[Dataset records Boundary: Start]

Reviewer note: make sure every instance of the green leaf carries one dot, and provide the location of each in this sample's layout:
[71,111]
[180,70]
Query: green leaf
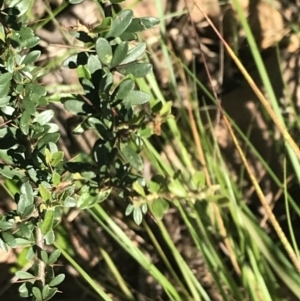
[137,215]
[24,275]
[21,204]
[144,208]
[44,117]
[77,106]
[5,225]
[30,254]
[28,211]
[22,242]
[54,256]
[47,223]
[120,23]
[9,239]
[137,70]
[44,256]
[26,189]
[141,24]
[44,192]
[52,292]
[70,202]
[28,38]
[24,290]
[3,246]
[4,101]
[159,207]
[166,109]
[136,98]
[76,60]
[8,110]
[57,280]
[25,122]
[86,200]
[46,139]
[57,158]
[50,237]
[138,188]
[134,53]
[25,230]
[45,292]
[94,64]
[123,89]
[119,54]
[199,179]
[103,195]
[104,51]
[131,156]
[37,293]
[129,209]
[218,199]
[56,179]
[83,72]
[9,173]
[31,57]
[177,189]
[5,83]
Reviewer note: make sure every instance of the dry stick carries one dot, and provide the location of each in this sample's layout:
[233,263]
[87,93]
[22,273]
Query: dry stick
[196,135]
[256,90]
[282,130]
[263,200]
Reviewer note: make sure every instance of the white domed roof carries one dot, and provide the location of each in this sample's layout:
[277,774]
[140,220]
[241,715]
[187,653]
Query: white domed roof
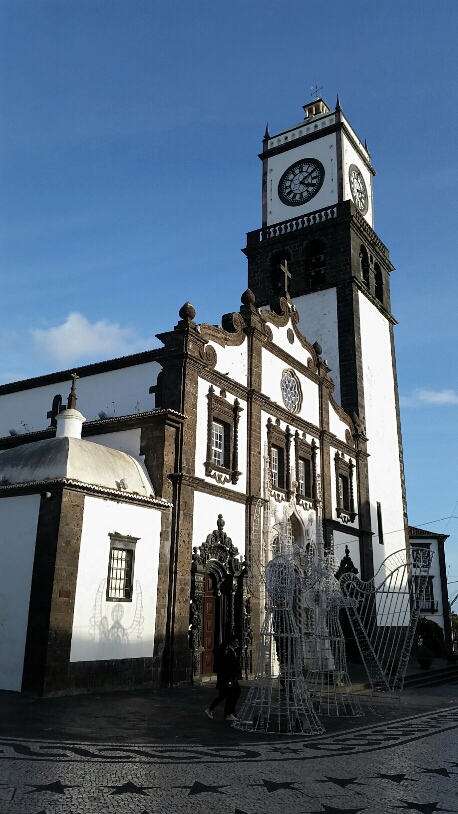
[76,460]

[Dataset records Boundary: End]
[Dataset records Boundary: Start]

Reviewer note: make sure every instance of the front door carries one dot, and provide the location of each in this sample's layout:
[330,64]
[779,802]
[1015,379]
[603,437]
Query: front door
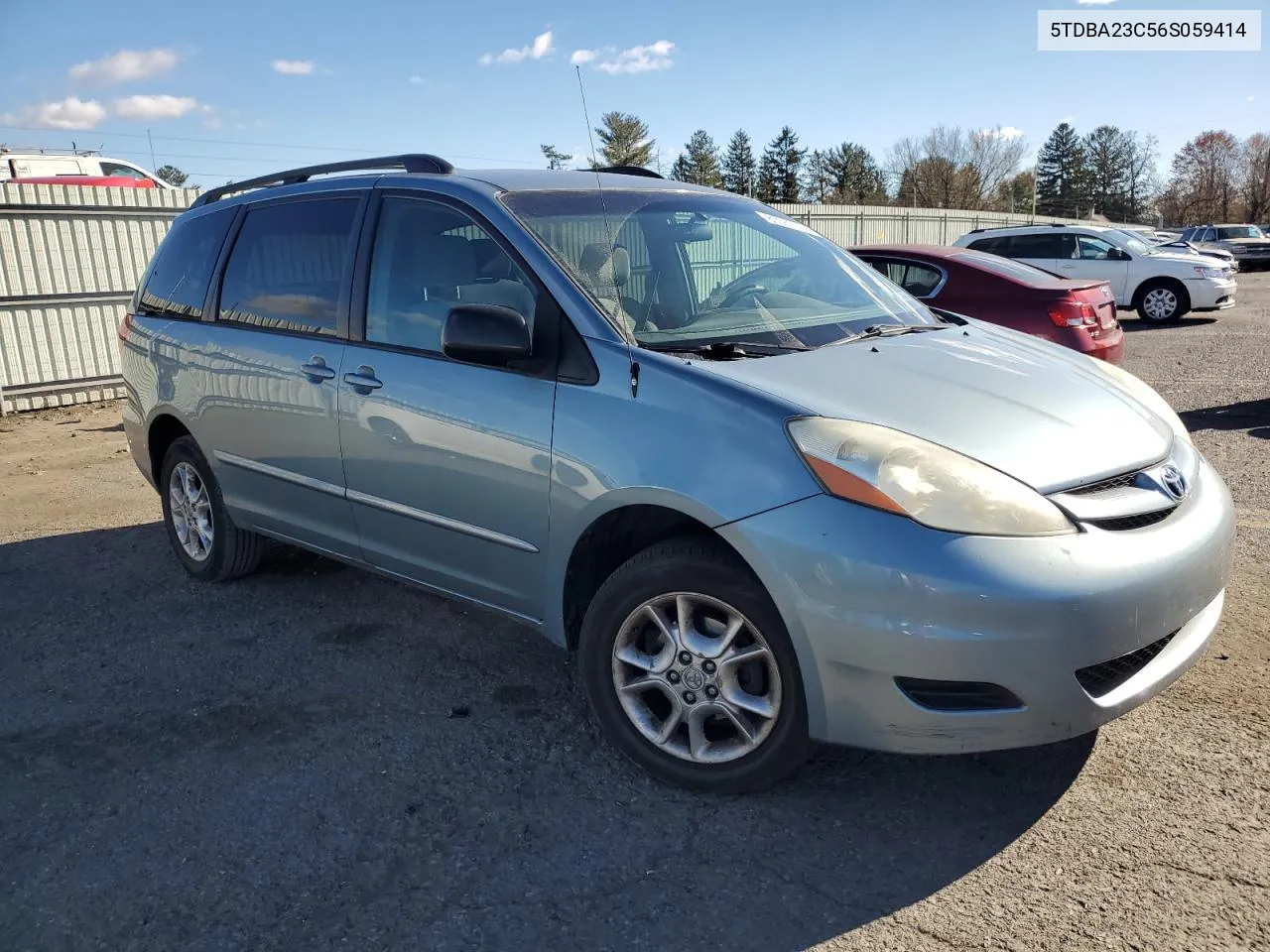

[Dataset records Boundary: End]

Exercise:
Please work out the number of lines in the listing that hold "every". Nothing besides the number is wanted.

Your solution:
4